Problems to solve.
1 - Please reproduce the stretch of the article on accident compensation claims from "This found that, in" through "to the contrary.".
2 - According to the article on accident compensation claims, what has to prove that an accident victim has been injured?
3 - Continue the article on accident compensation claims from its last sentence.

Page excerpt.
##########
Accidents can cause pain and hardship
But now we have to feel guilty about claming compensation
If you think that Government spin stopped with Tony Blair leaving
office, think again. The coalition is spinning like a top about
accident claims and, in the process, whipping up prejudice against
those who bring personal injury claims.
The prime minister has said he wants to ”wage war”
(something recent prime ministers seem to do rather a lot) against
an all-pervasive compensation culture. All good tub-thumping stuff,
but which simply ignores the Government’s own research evidence.
This found that, in fact, there is no such culture in the UK. To
be able to claim compensation, any accident victim has to show that
the accident was someone else’s fault, that they have been
injured (which has to be proved by a medical report from an independent
specialist doctor or medical consultant) and that they have suffered
loss. If they can’t show this, they won’t be paid a
penny, despite what you might read in the newspapers to the contrary.
Narrowing the attack even more, the government is now demonizing
victims of whiplash injuries, suggesting that in many cases where
a claim is brought, there is no such injury. So, imagine you are
driving home one night. You stop at traffic lights. Someone driving
a car behind you is driving too quickly and not paying attention.
Their car rams into yours. You are taken unawares. Your head snaps
backwards, hits the seat rest and jerks forward. Sometime later
the symptoms emerge. You have headaches, nausea, stiffness and lack
of mobility. Your neck is affected, but your back could be too.
##########
Raw data.
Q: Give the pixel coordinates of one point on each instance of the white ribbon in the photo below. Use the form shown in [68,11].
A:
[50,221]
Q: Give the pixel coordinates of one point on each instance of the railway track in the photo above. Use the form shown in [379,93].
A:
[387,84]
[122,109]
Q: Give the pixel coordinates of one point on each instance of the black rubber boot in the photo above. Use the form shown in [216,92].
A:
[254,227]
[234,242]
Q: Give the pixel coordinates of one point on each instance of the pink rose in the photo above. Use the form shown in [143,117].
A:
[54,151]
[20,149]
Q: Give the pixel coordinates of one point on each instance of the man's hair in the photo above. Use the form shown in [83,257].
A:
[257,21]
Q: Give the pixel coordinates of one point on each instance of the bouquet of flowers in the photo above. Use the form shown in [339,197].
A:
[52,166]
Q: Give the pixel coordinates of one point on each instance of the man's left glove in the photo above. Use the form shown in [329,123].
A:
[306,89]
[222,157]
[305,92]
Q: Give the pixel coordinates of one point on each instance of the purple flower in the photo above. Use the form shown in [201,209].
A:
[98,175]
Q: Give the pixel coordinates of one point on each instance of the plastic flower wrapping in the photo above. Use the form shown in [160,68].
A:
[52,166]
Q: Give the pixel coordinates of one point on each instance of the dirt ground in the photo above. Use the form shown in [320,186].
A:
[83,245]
##########
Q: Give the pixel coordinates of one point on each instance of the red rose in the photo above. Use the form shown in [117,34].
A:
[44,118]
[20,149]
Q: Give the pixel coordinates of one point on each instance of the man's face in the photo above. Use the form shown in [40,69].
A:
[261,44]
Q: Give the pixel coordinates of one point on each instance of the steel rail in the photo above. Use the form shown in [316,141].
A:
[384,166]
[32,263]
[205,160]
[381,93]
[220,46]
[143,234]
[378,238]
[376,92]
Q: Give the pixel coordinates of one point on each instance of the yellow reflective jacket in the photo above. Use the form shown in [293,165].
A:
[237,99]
##########
Outputs by task.
1 -
This found that, in fact, there is no such culture in the UK. To
be able to claim compensation, any accident victim has to show that
the accident was someone else’s fault, that they have been
injured (which has to be proved by a medical report from an independent
specialist doctor or medical consultant) and that they have suffered
loss. If they can’t show this, they won’t be paid a
penny, despite what you might read in the newspapers to the contrary.

2 - A medical report from an independent specialist doctor or medical consultant.

3 -
You can hardly move. The symptoms could last a few days or a few
months. All these are medically recognized symptoms. In the legal
text book which sets out details of reported accident cases there
are over 200 pages dealing with successful whiplash claims, so it
is hard to see where the government is coming from in doubting its
existence.
So, still imagining you have had this injury, how are you going
to feel if when you want to claim back your lost earnings because
you could not go to work, the cost of prescriptions for painkillers,
the excess on your car insurance policy for the repairs, let alone
compensation for the pain and suffering, you are made to feel like
a benefits cheat or a shoplifter, as if what you were doing was
somehow wrong?
All anyone wants, in these circumstances, and all the law allows
them to receive, is to be put back in the position they would have
been in as if the accident had not happened. So there is no profit
element. Ask accident victims if they would have preferred not to
have had the accident in the first place or to have had it and been
paid some compensation, most would chose not to have had the pain,
distress, inconvenience and cost. Hardly a compensation culture,
Mr. Cameron.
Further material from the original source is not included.